GIVEN RECORDS:
= Beginning of Section =

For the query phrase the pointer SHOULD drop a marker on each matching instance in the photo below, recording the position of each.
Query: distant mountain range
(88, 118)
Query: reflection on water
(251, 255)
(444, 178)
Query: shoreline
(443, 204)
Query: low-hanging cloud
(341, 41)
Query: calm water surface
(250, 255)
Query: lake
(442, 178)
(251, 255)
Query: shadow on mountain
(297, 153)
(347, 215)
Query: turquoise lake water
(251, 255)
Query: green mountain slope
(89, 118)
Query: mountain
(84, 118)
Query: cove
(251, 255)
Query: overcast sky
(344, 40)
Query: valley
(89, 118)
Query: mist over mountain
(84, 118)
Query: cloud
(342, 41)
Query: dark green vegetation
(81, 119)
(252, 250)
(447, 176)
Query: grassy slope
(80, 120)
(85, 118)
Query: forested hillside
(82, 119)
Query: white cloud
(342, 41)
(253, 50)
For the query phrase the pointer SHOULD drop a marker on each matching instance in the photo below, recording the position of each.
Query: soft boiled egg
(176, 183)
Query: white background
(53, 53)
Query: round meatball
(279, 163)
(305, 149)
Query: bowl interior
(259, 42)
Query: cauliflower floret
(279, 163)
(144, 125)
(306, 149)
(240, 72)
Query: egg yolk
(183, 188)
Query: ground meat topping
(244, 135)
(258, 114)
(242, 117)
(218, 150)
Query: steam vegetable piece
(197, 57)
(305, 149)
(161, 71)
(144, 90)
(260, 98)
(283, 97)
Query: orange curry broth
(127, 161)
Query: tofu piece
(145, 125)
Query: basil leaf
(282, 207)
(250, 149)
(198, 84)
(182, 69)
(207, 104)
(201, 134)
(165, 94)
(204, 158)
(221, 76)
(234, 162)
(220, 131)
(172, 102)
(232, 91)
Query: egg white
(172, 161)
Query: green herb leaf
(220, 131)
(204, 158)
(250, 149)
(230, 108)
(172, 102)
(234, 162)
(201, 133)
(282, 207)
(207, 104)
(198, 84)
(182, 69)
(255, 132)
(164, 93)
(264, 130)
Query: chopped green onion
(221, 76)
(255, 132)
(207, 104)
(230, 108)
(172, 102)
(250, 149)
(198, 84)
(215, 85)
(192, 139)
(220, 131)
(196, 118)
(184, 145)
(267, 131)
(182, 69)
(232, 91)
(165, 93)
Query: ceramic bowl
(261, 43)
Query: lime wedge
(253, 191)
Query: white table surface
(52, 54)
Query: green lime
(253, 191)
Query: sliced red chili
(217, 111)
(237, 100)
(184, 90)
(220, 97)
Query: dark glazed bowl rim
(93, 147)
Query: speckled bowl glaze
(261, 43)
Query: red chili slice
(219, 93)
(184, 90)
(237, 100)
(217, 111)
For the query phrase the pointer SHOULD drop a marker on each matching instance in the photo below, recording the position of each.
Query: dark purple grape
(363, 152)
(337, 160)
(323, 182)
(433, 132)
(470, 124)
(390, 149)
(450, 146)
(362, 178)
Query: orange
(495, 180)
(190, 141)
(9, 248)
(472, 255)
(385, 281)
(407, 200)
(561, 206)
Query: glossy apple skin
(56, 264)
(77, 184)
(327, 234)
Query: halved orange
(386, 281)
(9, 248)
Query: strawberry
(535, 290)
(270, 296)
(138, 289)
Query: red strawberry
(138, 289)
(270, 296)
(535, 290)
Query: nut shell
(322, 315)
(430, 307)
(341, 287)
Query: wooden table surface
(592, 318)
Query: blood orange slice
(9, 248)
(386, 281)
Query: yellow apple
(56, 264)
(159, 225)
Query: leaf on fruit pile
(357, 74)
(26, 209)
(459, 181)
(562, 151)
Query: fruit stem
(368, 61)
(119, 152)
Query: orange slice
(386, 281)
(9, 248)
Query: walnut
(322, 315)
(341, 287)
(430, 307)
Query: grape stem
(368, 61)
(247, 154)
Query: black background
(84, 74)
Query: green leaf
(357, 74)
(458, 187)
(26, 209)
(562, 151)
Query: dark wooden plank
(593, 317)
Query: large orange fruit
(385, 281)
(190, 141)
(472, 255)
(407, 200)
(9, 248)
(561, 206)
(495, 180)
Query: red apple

= End of Section =

WHAT TO PRODUCE:
When you reach the end of the data, write every line out again verbatim.

EXERCISE RESULT:
For the query phrase the pointer SHOULD drop a marker on each matching instance in the photo below, recording the position of each.
Query: distant mountain range
(88, 118)
Query: reflection on water
(251, 255)
(444, 178)
Query: shoreline
(443, 204)
Query: low-hanging cloud
(341, 41)
Query: calm water surface
(250, 255)
Query: lake
(442, 178)
(251, 255)
Query: shadow on mountain
(297, 153)
(347, 215)
Query: turquoise lake water
(251, 255)
Query: green mountain slope
(89, 118)
Query: mountain
(84, 118)
Query: cove
(251, 255)
Query: overcast sky
(344, 40)
Query: valley
(89, 118)
Query: mist over mountain
(84, 118)
Query: cloud
(342, 41)
Query: dark green vegetation
(81, 119)
(252, 250)
(447, 176)
Query: grassy slope
(80, 120)
(85, 118)
Query: forested hillside
(82, 119)
Query: white cloud
(342, 41)
(253, 50)
For the query phrase the pointer SHOULD drop a marker on each matching instance in the photo below, recording the position of each.
Query: soft boiled egg
(176, 183)
Query: white background
(53, 53)
Query: round meatball
(279, 163)
(305, 149)
Query: bowl interior
(259, 42)
Query: cauliflower floret
(279, 163)
(144, 125)
(306, 149)
(240, 72)
Query: egg yolk
(183, 188)
Query: ground meat topping
(244, 135)
(258, 114)
(242, 117)
(218, 150)
Query: steam vegetable piece
(197, 57)
(305, 149)
(161, 71)
(144, 90)
(260, 98)
(283, 97)
Query: orange curry broth
(127, 161)
Query: tofu piece
(145, 125)
Query: basil leaf
(282, 207)
(250, 149)
(198, 84)
(182, 69)
(207, 104)
(201, 134)
(165, 94)
(204, 158)
(221, 76)
(234, 162)
(220, 131)
(172, 102)
(232, 91)
Query: egg white
(172, 161)
Query: green herb leaf
(220, 131)
(204, 158)
(250, 149)
(230, 108)
(172, 102)
(234, 162)
(201, 133)
(282, 207)
(207, 104)
(198, 84)
(182, 69)
(255, 132)
(164, 93)
(264, 130)
Query: chopped green onion
(221, 76)
(255, 132)
(207, 104)
(230, 108)
(172, 102)
(250, 149)
(198, 84)
(215, 85)
(192, 139)
(220, 131)
(196, 118)
(184, 145)
(267, 131)
(182, 69)
(232, 91)
(165, 93)
Query: ceramic bowl
(261, 43)
Query: lime wedge
(253, 191)
Query: white table surface
(52, 54)
Query: green lime
(253, 191)
Query: sliced red chili
(217, 111)
(237, 100)
(184, 90)
(220, 97)
Query: dark glazed bowl rim
(93, 147)
Query: speckled bowl glaze
(261, 43)
Query: red chili slice
(219, 93)
(184, 90)
(237, 100)
(217, 111)
For the query phrase the pointer SHOULD drop a marker on each matching instance in the photo below, recording the position of each.
Query: dark purple grape
(363, 152)
(337, 160)
(323, 182)
(433, 132)
(470, 124)
(390, 149)
(450, 146)
(362, 178)
Query: orange
(495, 180)
(190, 141)
(9, 248)
(472, 255)
(385, 281)
(407, 200)
(561, 206)
Query: glossy apple skin
(56, 264)
(77, 184)
(327, 234)
Query: halved orange
(386, 281)
(9, 248)
Query: strawberry
(535, 290)
(270, 296)
(138, 289)
Query: red strawberry
(138, 289)
(270, 296)
(535, 290)
Query: nut shell
(322, 315)
(430, 307)
(341, 287)
Query: wooden table surface
(592, 318)
Query: blood orange slice
(9, 248)
(386, 281)
Query: yellow apple
(56, 264)
(159, 225)
Query: leaf on fruit pile
(357, 74)
(26, 209)
(459, 181)
(562, 151)
Query: fruit stem
(368, 61)
(119, 152)
Query: orange slice
(386, 281)
(9, 248)
Query: walnut
(322, 315)
(341, 287)
(430, 307)
Query: grape stem
(368, 61)
(247, 154)
Query: black background
(84, 74)
Query: green leaf
(357, 74)
(458, 187)
(26, 209)
(562, 151)
Query: dark wooden plank
(593, 317)
Query: large orange fruit
(385, 281)
(190, 141)
(472, 255)
(407, 200)
(9, 248)
(561, 206)
(495, 180)
Query: red apple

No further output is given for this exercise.